Problem: State how many lines in these records contain the word "every", and nothing else.

Provided data:
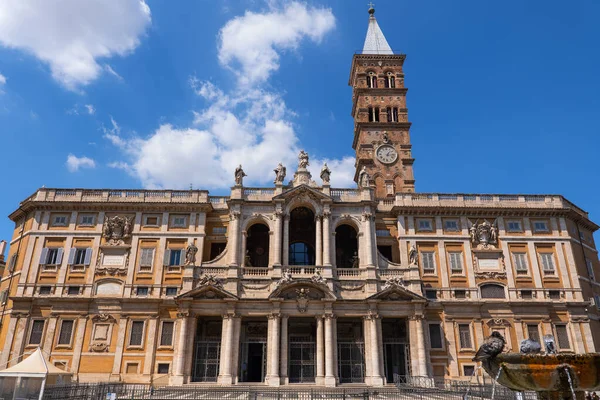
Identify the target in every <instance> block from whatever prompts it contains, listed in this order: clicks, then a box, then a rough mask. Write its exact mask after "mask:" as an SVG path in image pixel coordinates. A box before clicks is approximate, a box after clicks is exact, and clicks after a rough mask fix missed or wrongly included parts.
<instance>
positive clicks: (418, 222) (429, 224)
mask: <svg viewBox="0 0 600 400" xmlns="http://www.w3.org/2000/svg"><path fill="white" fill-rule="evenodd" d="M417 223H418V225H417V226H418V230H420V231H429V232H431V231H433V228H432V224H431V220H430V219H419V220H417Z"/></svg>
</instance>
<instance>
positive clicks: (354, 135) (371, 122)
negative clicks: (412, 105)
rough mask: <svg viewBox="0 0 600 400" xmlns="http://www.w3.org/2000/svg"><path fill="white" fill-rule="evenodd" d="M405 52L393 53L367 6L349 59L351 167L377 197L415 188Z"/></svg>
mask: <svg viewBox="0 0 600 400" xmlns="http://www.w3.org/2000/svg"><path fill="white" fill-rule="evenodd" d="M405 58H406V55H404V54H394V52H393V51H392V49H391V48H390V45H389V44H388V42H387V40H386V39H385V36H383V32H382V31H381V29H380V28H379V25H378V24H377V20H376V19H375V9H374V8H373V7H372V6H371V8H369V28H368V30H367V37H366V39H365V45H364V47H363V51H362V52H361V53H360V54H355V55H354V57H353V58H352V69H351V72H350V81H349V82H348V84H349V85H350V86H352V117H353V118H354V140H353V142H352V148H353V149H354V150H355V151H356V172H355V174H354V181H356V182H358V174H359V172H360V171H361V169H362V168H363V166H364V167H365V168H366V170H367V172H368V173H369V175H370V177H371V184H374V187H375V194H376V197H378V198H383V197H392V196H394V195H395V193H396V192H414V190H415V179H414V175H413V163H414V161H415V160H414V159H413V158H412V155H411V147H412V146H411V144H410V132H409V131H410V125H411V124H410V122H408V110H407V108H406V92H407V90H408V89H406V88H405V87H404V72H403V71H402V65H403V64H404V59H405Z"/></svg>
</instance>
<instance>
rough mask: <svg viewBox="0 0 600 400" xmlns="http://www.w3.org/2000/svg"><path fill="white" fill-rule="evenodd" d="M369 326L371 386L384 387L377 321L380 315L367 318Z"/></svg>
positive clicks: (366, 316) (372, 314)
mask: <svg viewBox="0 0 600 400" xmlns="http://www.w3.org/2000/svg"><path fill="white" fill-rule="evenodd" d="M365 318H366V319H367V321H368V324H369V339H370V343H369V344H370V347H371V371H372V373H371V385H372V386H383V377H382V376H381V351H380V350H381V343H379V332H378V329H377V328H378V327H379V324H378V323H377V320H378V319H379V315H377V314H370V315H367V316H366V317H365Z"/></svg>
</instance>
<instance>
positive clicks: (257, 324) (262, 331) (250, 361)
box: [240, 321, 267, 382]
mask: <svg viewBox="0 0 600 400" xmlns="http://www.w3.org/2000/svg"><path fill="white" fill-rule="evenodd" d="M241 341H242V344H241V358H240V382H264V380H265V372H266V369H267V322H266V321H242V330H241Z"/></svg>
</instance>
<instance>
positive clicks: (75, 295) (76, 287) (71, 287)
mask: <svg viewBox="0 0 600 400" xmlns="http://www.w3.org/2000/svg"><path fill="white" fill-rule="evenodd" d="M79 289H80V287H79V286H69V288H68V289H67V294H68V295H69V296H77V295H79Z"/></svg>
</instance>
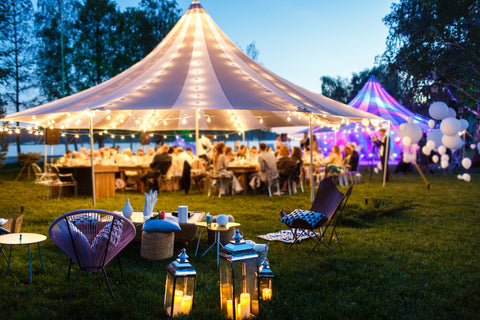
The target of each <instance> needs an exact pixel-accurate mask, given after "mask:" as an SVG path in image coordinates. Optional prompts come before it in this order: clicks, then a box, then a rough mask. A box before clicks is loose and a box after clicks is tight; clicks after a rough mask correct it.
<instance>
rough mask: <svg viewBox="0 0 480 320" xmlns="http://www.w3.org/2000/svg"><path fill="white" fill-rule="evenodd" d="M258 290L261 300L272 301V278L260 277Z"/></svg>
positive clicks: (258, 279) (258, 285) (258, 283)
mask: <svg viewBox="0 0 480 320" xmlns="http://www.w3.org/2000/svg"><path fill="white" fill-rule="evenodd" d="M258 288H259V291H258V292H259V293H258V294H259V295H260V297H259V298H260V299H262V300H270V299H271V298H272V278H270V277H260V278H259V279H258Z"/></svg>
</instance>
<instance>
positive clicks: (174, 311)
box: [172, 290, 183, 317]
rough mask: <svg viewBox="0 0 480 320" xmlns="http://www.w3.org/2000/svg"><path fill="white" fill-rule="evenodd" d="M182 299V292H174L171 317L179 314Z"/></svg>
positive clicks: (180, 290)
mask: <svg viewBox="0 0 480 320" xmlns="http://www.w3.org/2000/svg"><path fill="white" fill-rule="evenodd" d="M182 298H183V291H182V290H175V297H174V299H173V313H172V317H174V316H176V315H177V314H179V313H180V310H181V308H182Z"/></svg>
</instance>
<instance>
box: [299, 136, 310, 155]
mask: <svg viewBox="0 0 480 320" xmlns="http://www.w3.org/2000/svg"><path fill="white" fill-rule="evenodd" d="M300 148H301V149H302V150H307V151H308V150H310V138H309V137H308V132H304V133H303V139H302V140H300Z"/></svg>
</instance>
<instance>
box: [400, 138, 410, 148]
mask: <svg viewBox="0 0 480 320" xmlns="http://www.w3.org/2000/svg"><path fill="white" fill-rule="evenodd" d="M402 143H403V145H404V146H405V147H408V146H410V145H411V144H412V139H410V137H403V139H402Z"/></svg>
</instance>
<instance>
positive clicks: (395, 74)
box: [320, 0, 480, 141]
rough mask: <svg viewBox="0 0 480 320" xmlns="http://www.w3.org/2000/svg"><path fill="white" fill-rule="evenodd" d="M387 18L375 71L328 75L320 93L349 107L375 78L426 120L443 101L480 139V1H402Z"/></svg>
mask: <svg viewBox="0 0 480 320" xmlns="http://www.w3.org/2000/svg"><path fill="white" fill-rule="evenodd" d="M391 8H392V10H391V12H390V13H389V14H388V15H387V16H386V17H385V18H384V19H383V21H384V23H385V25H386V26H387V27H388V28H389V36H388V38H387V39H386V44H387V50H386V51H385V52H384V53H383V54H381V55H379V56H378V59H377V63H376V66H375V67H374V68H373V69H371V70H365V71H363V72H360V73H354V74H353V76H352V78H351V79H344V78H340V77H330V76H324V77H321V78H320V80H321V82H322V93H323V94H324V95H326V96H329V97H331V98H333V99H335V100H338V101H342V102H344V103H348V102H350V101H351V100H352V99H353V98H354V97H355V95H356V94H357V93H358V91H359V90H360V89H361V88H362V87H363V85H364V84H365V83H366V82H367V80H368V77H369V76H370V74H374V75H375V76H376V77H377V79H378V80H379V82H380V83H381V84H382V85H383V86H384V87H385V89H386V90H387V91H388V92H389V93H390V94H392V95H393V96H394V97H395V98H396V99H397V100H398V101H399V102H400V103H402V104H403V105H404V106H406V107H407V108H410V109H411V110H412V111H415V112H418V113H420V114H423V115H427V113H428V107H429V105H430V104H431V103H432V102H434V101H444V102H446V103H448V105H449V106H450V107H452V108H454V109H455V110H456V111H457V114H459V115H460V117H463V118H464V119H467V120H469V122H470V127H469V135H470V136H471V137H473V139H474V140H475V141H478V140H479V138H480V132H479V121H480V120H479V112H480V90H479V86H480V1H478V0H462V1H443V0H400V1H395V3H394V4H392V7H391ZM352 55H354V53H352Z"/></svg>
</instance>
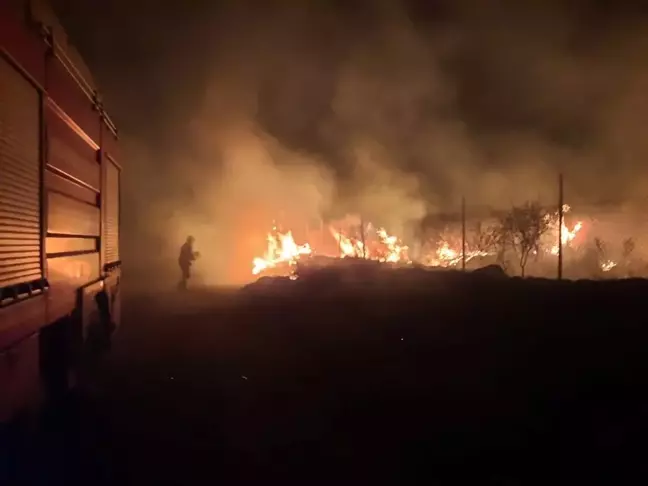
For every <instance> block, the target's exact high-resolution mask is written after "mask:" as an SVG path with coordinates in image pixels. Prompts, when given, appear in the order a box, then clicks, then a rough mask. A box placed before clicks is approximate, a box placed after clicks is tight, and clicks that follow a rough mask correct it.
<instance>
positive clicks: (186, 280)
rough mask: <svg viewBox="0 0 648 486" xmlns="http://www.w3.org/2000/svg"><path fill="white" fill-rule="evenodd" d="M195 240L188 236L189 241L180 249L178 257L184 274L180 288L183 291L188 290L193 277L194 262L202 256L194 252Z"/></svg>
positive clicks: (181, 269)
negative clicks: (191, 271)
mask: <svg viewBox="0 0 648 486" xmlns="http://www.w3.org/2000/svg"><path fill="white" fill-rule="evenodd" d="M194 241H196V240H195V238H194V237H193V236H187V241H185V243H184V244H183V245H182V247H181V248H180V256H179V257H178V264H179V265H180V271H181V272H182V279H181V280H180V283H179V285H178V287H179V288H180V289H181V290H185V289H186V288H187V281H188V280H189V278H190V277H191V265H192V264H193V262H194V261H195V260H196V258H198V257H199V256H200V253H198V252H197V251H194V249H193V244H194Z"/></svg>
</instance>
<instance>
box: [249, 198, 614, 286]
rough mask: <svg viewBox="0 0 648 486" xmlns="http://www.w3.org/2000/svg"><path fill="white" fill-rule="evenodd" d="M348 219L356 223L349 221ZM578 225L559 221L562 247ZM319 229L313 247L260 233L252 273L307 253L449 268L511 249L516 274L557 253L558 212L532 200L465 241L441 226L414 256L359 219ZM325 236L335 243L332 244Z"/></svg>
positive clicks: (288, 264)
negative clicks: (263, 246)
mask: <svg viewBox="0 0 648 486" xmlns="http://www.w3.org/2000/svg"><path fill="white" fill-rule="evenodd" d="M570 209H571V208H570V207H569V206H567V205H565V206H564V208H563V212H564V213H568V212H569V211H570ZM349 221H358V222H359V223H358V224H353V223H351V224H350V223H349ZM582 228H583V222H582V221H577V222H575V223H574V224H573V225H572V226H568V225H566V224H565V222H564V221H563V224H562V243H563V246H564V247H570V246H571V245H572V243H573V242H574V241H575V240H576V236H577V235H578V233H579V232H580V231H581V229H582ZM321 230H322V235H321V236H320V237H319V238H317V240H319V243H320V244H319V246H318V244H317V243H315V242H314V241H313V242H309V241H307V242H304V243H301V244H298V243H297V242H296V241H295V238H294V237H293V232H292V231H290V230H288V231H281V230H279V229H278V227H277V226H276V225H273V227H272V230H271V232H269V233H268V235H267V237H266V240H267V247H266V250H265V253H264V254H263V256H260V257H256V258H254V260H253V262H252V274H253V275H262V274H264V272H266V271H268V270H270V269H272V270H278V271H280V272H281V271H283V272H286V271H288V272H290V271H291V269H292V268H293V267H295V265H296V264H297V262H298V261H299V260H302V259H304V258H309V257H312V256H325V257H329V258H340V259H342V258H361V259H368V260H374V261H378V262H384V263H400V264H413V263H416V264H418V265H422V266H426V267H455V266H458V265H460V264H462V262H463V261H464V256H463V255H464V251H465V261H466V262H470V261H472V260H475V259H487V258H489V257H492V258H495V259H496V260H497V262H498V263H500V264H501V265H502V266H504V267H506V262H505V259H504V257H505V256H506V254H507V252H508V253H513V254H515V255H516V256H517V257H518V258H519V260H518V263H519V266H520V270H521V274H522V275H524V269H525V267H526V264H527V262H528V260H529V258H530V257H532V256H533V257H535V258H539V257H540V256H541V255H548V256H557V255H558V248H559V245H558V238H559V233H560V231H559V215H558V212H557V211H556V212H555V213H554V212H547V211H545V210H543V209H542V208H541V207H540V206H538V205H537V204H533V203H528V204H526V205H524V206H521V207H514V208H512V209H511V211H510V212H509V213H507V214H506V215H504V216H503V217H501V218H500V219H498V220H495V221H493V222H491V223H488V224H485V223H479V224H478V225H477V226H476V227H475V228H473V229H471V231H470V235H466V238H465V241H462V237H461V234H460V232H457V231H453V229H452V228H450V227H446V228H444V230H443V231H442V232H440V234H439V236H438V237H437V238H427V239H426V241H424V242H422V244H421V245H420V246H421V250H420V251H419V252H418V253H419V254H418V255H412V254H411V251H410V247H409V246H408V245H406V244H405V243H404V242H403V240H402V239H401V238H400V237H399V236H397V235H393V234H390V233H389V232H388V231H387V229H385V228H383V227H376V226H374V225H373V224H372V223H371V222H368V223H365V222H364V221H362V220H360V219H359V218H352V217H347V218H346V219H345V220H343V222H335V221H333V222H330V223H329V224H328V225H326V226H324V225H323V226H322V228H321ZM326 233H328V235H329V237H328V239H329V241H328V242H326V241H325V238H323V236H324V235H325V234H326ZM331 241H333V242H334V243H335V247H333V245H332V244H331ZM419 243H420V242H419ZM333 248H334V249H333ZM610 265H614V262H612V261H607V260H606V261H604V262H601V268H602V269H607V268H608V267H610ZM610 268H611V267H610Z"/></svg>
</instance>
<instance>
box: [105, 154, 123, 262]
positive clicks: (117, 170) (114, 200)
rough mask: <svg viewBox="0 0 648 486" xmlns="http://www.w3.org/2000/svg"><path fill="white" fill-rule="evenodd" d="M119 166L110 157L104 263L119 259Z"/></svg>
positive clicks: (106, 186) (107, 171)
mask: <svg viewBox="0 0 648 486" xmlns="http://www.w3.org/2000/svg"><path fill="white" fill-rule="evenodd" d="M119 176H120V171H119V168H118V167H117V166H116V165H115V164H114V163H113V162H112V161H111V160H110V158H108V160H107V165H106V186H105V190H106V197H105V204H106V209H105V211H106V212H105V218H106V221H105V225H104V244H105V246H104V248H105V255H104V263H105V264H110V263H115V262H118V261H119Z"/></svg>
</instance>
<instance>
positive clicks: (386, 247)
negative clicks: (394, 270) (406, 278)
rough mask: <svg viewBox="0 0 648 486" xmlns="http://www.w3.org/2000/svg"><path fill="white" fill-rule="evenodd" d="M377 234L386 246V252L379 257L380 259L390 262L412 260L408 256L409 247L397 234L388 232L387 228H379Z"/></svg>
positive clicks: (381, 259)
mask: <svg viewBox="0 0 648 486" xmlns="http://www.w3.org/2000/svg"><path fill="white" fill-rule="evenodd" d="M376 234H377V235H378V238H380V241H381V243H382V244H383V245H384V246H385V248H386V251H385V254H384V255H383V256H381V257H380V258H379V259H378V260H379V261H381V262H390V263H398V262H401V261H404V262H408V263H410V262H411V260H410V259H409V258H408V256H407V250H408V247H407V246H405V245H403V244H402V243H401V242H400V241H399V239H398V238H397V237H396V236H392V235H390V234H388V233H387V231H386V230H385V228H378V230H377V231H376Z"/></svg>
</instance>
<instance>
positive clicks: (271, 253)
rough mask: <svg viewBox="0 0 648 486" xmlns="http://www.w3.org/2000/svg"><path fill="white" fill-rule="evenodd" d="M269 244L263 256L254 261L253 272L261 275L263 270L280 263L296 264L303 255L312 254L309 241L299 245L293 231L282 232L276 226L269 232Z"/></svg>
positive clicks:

Reply: 2